**What is asked:**
Find every line in the listing below that contains the word "concrete" and copy each of those lines.
* START Material provided *
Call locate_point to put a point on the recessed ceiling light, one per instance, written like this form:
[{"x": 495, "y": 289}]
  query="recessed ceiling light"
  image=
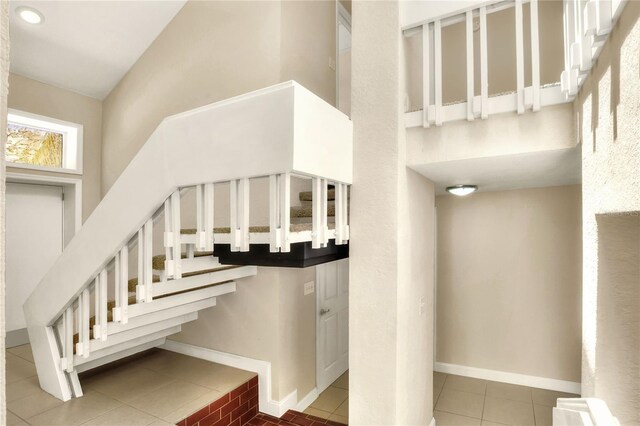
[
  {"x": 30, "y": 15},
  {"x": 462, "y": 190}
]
* END Material provided *
* START Material provided *
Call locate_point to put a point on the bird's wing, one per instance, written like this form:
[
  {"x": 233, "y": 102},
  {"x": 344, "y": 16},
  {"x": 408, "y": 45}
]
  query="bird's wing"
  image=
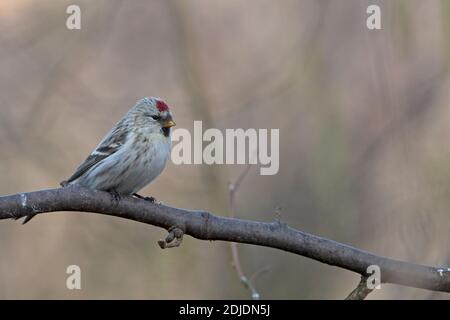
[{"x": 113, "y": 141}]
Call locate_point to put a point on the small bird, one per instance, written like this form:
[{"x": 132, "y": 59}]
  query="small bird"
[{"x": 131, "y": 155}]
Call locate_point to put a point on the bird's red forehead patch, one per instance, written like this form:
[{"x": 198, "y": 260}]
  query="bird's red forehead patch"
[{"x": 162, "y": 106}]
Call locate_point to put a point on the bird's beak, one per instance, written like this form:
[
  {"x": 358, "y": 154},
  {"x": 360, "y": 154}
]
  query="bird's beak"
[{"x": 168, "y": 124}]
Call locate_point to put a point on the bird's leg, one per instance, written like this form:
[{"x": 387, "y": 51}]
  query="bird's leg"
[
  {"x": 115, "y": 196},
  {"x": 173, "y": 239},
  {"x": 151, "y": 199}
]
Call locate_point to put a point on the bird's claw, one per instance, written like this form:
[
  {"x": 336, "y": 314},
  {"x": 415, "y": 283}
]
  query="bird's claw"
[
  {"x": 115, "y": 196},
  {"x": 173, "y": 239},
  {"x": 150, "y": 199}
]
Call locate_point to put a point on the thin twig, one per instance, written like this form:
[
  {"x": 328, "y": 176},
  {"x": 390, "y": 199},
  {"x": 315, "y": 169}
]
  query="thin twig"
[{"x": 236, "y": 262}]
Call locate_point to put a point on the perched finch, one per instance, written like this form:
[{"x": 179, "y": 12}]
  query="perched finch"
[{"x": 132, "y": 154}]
* END Material provided *
* START Material provided *
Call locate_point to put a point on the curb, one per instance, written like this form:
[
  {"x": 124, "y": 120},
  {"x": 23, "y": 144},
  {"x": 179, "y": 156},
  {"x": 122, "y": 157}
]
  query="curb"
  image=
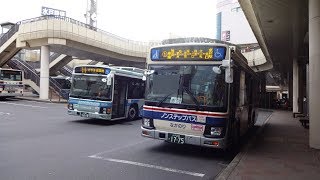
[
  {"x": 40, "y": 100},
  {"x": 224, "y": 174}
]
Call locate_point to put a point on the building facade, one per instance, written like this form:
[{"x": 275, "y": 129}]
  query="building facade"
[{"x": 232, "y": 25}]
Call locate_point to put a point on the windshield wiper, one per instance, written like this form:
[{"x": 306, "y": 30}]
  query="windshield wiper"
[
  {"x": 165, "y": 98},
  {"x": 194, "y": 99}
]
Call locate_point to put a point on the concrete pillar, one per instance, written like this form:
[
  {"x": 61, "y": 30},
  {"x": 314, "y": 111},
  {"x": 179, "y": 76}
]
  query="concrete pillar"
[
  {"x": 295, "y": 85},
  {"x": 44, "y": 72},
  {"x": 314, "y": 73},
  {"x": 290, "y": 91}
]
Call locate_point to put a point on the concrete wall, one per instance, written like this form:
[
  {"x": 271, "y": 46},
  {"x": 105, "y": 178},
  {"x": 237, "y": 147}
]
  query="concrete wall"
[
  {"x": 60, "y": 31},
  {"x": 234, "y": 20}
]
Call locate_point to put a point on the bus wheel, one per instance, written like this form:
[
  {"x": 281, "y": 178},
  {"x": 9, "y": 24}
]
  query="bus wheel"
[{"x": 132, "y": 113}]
* END Material provided *
**Reply:**
Call locate_point to put a point on the concrete pillar, one per instance, written like this form:
  query="concrete pillar"
Call locate_point to put a point on the concrete wall, one per instance, written like this form:
  query="concrete wall"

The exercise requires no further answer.